## STATED PROBLEM
Quote the listing below in its entirety.

## Entries from a pointing dataset
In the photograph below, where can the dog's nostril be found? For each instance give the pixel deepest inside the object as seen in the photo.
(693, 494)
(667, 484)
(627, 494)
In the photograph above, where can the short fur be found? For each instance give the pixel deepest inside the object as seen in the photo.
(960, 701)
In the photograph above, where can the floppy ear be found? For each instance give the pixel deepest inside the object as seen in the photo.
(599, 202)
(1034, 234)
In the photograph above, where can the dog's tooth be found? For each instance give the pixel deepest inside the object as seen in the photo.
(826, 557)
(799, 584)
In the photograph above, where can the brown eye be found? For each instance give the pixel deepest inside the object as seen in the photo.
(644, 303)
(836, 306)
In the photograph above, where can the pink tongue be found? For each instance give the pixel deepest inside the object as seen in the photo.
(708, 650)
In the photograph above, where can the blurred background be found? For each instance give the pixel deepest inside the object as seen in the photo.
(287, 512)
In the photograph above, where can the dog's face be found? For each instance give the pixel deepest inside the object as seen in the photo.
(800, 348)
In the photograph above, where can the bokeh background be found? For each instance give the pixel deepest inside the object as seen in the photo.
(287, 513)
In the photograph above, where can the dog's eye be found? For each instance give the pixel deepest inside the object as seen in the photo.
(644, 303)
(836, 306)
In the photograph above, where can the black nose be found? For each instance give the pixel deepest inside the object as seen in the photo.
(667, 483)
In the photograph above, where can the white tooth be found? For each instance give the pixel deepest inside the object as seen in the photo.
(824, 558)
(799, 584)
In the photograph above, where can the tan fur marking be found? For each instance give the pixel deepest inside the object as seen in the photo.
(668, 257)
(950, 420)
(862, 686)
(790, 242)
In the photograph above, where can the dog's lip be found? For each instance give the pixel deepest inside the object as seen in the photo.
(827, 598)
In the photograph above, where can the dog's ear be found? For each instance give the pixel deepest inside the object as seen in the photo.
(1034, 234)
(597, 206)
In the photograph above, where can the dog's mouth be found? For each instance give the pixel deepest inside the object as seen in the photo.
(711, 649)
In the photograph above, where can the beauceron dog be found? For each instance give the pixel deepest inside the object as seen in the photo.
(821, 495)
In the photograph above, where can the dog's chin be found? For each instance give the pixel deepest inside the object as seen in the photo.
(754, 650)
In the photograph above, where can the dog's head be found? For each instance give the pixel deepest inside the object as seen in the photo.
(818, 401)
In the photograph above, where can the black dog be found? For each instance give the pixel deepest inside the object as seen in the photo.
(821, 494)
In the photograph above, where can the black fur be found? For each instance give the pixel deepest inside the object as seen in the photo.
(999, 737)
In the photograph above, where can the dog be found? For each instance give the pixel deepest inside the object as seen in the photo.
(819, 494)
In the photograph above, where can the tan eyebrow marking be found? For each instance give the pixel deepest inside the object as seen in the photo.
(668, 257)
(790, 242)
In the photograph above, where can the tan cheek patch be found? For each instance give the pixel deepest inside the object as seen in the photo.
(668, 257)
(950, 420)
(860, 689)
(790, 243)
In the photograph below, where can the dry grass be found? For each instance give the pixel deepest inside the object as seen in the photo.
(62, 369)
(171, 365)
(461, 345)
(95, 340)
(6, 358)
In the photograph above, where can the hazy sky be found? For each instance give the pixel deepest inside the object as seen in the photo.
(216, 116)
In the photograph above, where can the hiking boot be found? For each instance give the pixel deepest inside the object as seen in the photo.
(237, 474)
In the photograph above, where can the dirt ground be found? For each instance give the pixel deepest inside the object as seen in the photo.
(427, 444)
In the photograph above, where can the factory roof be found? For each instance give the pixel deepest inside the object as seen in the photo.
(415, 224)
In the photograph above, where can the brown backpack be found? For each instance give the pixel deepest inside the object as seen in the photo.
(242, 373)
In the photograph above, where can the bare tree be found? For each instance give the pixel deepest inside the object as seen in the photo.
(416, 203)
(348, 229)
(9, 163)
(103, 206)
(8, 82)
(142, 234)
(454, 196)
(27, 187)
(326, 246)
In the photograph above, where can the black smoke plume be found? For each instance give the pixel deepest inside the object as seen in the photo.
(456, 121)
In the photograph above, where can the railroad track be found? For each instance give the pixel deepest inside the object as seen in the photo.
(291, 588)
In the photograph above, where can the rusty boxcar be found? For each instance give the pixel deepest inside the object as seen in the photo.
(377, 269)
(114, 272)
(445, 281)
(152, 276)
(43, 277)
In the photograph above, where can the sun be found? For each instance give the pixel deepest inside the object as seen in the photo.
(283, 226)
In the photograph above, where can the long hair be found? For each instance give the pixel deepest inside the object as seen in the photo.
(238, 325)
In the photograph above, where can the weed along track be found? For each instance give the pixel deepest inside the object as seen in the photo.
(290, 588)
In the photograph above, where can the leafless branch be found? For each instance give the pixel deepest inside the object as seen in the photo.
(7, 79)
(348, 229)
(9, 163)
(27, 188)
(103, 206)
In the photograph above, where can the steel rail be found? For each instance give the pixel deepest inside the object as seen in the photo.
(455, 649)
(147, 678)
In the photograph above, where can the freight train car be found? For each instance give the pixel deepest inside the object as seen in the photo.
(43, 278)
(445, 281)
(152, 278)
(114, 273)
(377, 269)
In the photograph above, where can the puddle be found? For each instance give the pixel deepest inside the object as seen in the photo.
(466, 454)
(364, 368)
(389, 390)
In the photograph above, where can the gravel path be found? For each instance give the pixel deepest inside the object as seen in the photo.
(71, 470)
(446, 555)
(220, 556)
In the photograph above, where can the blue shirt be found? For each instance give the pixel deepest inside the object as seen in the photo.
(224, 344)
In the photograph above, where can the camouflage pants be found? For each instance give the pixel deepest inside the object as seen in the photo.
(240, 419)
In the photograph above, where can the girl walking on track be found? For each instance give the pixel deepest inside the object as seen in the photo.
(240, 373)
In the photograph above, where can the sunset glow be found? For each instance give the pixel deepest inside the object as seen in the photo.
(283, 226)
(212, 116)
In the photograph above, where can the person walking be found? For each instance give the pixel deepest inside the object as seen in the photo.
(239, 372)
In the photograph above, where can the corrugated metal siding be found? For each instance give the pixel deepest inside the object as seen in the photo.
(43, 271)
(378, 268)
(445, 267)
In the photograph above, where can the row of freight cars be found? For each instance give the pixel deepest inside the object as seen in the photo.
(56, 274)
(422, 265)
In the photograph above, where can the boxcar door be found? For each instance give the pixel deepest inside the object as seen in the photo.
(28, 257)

## RESPONSE TO THE TASK
In the photograph below, where can the dog's nostril be found? For each instance give the pixel deepest inside the object as seen in the photo.
(693, 494)
(667, 484)
(627, 494)
In the photograph above, where can the short fur be found? For each instance give the pixel deepest inside the object as seen in the photo.
(960, 701)
In the photograph above, where can the floppy ear be found? For each instance give the pixel deepest inside the object as seen in the photo.
(599, 202)
(1034, 234)
In the photograph above, where can the dog's tooth be found? For each instance give the pixel deepest inside the object as seen in the photo.
(826, 557)
(799, 584)
In the photograph above, where can the brown eye be found? For each instance give the pixel deepest inside the object as seen in the photo.
(644, 303)
(836, 306)
In the photograph above, where can the pink tongue be found? For each instance give the pixel deepest inside the object as seen in the photo.
(708, 650)
In the photograph above, where can the blurred background be found? For each instance give the pixel deepest inside the object as seen in the photo.
(287, 512)
In the photograph above, where can the dog's face be found? For each instance give the pixel deepest inside the object as seen in the photo.
(800, 348)
In the photograph above, where can the bokeh background be found? For each instance give the pixel deepest inside the object as seen in the photo.
(287, 513)
In the photograph above, where can the dog's eye be found? For each instance give the pixel deepest inside the object as seen in the photo.
(644, 303)
(836, 306)
In the photograph above, where can the black nose be found? For each instance give the pixel deepest inside the object as seen in the photo.
(667, 483)
In the photograph above, where can the white tooth be found? For each instance give the pixel deepest inside the object as seen in the photo.
(824, 558)
(799, 584)
In the photograph above, where can the tan fur marking be found? For each instance give the pixel deepest inside the object as seen in the photo.
(668, 257)
(950, 420)
(862, 686)
(790, 242)
In the photograph above, where can the dog's lip be found? For each instance give the pixel deepest inside the object as seen in the photo.
(827, 598)
In the photograph above, where can the dog's ear be found? For each instance give the pixel deepest inside the object as seen in the photo.
(1034, 234)
(597, 206)
In the photograph above, where can the dog's mouth be found? For each instance give the pixel deepest inside the object as seen in the photo.
(711, 649)
In the photograph above, where can the beauceron dog be found? For each instance give the pixel deepest inside the object as seen in the photo.
(821, 495)
In the photograph above, where can the dog's chin be found? For each instance give the pixel deepest inside the object as seen in the photo.
(754, 650)
In the photograph above, where can the dog's head be found? For each instance give the pixel deepest inside the object as seen in the photo.
(818, 401)
In the photograph above, where can the black dog be found? For each instance give the pixel deepest inside the object as seen in the photo.
(821, 494)
In the photograph above, where can the black fur be found? For each instance give the pixel deepest inside the object as seen in the photo.
(999, 737)
In the photograph above, where can the dog be found? For each instance give the pixel deepest inside the object as seen in the photo.
(819, 494)
In the photograph above, where can the tan eyebrow marking be found? For each instance give the pixel deepest inside the object as seen in the photo.
(668, 257)
(790, 242)
In the photograph above, where can the tan cheek patch be found? For each instance give the pixel deepest inside the object as seen in the photo.
(668, 257)
(950, 420)
(860, 689)
(790, 243)
In the photograph below, where can the dry grass be found? For each instance give the pixel deepest inside the object as seen in the photo.
(62, 369)
(171, 365)
(461, 345)
(95, 340)
(6, 358)
In the photograph above, where can the hazy sky be found? For each instance give the pixel deepest inside the object as seen in the photo.
(216, 116)
In the photograph above, where can the hiking boot be found? For each instance give the pixel deepest inside the object as seen in the photo.
(237, 474)
In the photograph above, where can the dirt ground be found? For each instance give the pixel deepest inside the object as seen in the photo.
(427, 444)
In the photograph above, where can the factory roof be found? For each instance give the pixel deepest inside the object as seen in the photo.
(415, 224)
In the photograph above, where can the brown backpack be found? For each instance give the pixel deepest inside the object as seen in the photo.
(242, 373)
In the photograph above, where can the bare tree be found? For each instance give the pixel deepest inside the object as seen in the photo.
(416, 203)
(348, 229)
(9, 163)
(103, 206)
(8, 82)
(142, 234)
(454, 196)
(27, 187)
(326, 246)
In the photograph above, where can the black smoke plume be found? For each instance give the pixel deepest inside the object as seen in the photo.
(456, 121)
In the photograph above, where can the railroad track be found? For each instance give the pixel deepest inside the object as seen in the photo.
(291, 588)
In the photograph above, where can the rusty boxcar be found? For each instance give the pixel deepest inside the object as seen in the photo.
(377, 269)
(114, 272)
(445, 281)
(152, 276)
(43, 277)
In the photograph above, where can the sun be found? For each instance give the pixel deepest inside the object as seen in the photo.
(283, 226)
In the photograph above, where can the long hair be found? For each instance give the pixel deepest inside the object as seen in the photo.
(238, 325)
In the photograph above, where can the weed along track be found? For each instance give the pixel deepest inside the object as seen in the photo.
(290, 588)
In the photograph above, where can the leafless branch be found? For each instance give the pixel deepest inside the object as seen in the photo.
(7, 79)
(348, 229)
(9, 163)
(27, 188)
(103, 206)
In the photograph above, where can the steel rail be found? For each instance give the pixel deepest inside the object as seen in the photo.
(455, 649)
(147, 678)
In the photograph above, where can the freight train car be found? For each instance give the pixel deepest inside the object as seen in the photo.
(43, 278)
(445, 281)
(152, 278)
(114, 273)
(377, 269)
In the photograph above, where can the puddle be found? For each instance give the pixel deepest inside the object as seen in the photo.
(466, 454)
(364, 368)
(389, 390)
In the photograph above, where can the gravel path be found? For each instance give the pixel deepest inside the object as seen in the photo.
(71, 470)
(446, 555)
(220, 556)
In the photograph above, where can the blue shirt be found? For each instance give the pixel deepest inside the object as seen in the photo.
(224, 344)
In the photograph above, where can the camouflage pants be found? For each instance give the pixel deepest inside the object as seen in the photo.
(240, 419)
In the photograph above, where can the girl walking on track be found? For each instance give the pixel deepest inside the object as seen in the photo.
(240, 373)
In the photograph above, where can the sunset glow be found? For each instance give the pixel deepest inside the object as seen in the photo.
(283, 226)
(212, 116)
In the photograph above, where can the person walking be found? For each instance give the pixel deepest inside the object as seen in the photo.
(239, 372)
In the photograph above, where can the corrugated metal siding be found? For each instance give the pixel deepest inside the object as seen in the photo.
(43, 271)
(378, 268)
(445, 267)
In the photograph above, where can the row of freight cars be found? For each instance give the pixel deepest inside the object as seen in the photo.
(56, 274)
(422, 265)
In the photograph above, where can the boxcar door be found? For each instance give the pixel deepest inside the object as seen in the photo.
(28, 257)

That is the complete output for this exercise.